Key Points and Recommendations

Looking to the Future

An essential step in optimizing post-LT GFR is better understanding and management of pre-LT kidney dysfunction. When attempting to determine a target minimum GFR after LT, recent data indicate that the relation between post-LT kidney function and subsequent mortality may be accurately quantified. In a large single-center study, a >30% reduction in estimated GFR between 3 and 12 mo after LT was associated with increased mortality (odds ratio 2.6; p < 0.001) 119. In a separate study, a GFR 15–29 mL/min had a hazard ratio of 2.7 (p < 0.01), and a GFR <15 mL/min had a hazard ratio of 5.5 (p < 0.01) for mortality 120.

CNI nephrotoxicity remains a major contributor to kidney injury following LT. Future CNI-mitigation strategies may include individualized management of immunosuppression. Genetic polymorphisms such as cytochrome P450 34A, ATP-binding cassette subfamily B-1 and nitric oxide synthase 3, for example, have been linked to susceptibility to CNI toxicity 121-123 and could be tested before transplant to plan for posttransplant immunosuppression. Further validation of these and other associations accompanied by functional confirmation may inform personalized application of immunosuppression. For more information on optimizing post-LT renal function, please see our companion paper 1.

At the policy level, the best information must shape future allocation decisions. SLKT utilization and equitable/appropriate access to kidney transplantation via a safety net is likely to remain contentious, but a consensus is urgently needed. To maximize post-LT survival outcome, an optimal policy regarding SLKT would aim for a post-LT GFR target of >60 mL/min in the greatest number of organ recipients. In addition, introduction of novel therapeutic agents would require adaptation of the organ allocation policy. Although future therapy for HRS, for example, may restore SCr, whether the corresponding reduction in the MELD score is commensurate with mortality benefits based on kidney functional recovery must be studied. Finally, promoting timely organ allocation and preventing pre- and postoperative morbidity and mortality would require prospective multicenter data collaborations and accurate risk assessment tools to inform data-driven interventions and rational policy development addressing all stakeholders in LT.

Required actions:
a – Do these statements agree with the liver transplant passage? Answer yes or no for each, and quote the words from the passage that decide it. (i) In the large single-center study, a drop of more than 30% in estimated GFR between 3 and 12 months after LT was linked to higher mortality. (ii) A GFR below 15 mL/min had a hazard ratio of 2.7 for mortality. (iii) An optimal SLKT policy would aim for a post-LT GFR target of more than 60 mL/min.
b – Pick up the liver transplant passage after its last sentence and keep writing it.

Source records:

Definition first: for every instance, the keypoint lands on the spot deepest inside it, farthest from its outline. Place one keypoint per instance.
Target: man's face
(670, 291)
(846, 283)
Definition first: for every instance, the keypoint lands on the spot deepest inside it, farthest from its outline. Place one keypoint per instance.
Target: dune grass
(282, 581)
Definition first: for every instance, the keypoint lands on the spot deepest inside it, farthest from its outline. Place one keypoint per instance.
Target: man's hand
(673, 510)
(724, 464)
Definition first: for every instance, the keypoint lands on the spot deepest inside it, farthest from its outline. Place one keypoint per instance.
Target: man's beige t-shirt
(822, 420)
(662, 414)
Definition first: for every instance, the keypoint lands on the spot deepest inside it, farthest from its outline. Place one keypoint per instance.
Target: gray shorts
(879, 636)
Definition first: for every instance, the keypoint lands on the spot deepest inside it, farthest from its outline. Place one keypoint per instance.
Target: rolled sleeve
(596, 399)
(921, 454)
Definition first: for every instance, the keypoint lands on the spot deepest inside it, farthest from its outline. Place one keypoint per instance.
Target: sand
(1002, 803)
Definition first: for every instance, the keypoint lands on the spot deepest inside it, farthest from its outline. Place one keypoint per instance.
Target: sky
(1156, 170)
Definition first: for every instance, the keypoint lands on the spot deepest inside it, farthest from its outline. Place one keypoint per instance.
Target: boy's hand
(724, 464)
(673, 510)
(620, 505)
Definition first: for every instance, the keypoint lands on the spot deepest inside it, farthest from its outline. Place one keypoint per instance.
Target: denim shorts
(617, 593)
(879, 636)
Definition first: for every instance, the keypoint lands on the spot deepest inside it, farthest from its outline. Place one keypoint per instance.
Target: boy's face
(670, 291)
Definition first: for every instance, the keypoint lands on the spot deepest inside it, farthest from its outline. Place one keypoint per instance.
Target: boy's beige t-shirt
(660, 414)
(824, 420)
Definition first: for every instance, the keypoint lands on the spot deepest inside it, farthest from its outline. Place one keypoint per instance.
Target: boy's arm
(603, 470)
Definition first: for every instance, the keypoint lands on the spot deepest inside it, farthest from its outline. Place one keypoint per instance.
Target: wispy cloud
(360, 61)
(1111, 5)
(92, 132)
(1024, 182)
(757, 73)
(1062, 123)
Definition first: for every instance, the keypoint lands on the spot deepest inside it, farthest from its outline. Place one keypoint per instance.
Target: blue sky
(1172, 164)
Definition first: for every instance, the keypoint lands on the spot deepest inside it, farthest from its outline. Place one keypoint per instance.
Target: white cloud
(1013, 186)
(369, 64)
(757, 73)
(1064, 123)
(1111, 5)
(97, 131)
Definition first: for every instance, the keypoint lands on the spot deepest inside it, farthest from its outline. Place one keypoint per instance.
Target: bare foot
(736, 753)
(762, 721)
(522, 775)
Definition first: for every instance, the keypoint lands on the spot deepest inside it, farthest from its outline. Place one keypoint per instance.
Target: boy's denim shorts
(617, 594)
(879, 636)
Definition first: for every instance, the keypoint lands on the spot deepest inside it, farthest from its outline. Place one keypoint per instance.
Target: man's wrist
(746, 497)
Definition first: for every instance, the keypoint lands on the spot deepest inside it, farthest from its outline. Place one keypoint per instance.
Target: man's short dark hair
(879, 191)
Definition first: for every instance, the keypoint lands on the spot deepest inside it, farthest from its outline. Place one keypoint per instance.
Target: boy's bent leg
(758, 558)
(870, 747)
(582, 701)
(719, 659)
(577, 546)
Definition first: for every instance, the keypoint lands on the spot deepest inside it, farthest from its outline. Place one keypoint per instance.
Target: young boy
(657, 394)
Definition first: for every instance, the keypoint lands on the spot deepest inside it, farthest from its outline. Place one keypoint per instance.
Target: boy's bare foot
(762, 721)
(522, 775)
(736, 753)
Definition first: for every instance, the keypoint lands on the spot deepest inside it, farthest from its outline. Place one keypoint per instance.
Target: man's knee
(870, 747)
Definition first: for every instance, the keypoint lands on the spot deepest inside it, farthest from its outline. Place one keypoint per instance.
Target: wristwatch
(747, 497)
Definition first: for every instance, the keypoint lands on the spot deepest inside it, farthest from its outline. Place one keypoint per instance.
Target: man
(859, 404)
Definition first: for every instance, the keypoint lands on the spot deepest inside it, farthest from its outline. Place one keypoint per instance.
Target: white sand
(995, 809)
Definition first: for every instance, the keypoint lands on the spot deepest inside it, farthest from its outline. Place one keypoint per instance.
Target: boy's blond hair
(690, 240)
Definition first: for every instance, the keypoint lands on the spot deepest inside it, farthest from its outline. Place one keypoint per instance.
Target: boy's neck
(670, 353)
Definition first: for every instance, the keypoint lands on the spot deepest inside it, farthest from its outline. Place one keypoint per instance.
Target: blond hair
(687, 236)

Activity answers:
a –
(i) Yes: "a >30% reduction in estimated GFR between 3 and 12 mo after LT was associated with increased mortality"
(ii) No: "a GFR <15 mL/min had a hazard ratio of 5.5 (p < 0.01) for mortality"
(iii) Yes: "an optimal policy regarding SLKT would aim for a post-LT GFR target of >60 mL/min in the greatest number of organ recipients"

b –
Key Points and Recommendations

Disclosure

The authors of this manuscript have conflicts of interest to disclose as described by the American Journal of Transplantation. J.G.O. has received honoraria from Gilead, Abbvie, Astellas, Novartis, grant funding from Grifols and Fisher Scientific and is a consultant for Gilead, Abbvie, Grifols, and Intercept. J.L. has received honoraria from Novartis, Gilead, Salix, grant funding from Novartis, and is a consultant for Transplant Genomics Inc. M.N. is a consultant for Baxter and Mallinckrodt. M.C. has received research support from Gilead, Merck, Janssen, Abbvie, Novartis, Galectin, and Intercept and is a consultant for Gilead, Bristol Myers, Merck, Janssen, Abbvie, Novartis, Galectin, and Intercept. F.W. is a consultant for Mallinckrodt. W.R.K. has no conflicts of interest to disclose.